[Dataset entries]
▶
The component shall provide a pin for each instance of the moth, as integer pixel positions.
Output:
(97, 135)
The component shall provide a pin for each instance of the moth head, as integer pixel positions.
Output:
◀
Output every entry exactly.

The component shall provide a pin for each instance of the moth, as integer pixel positions.
Output:
(97, 135)
The component shall provide a pin for each instance of the moth head, as integer pixel positions.
Output:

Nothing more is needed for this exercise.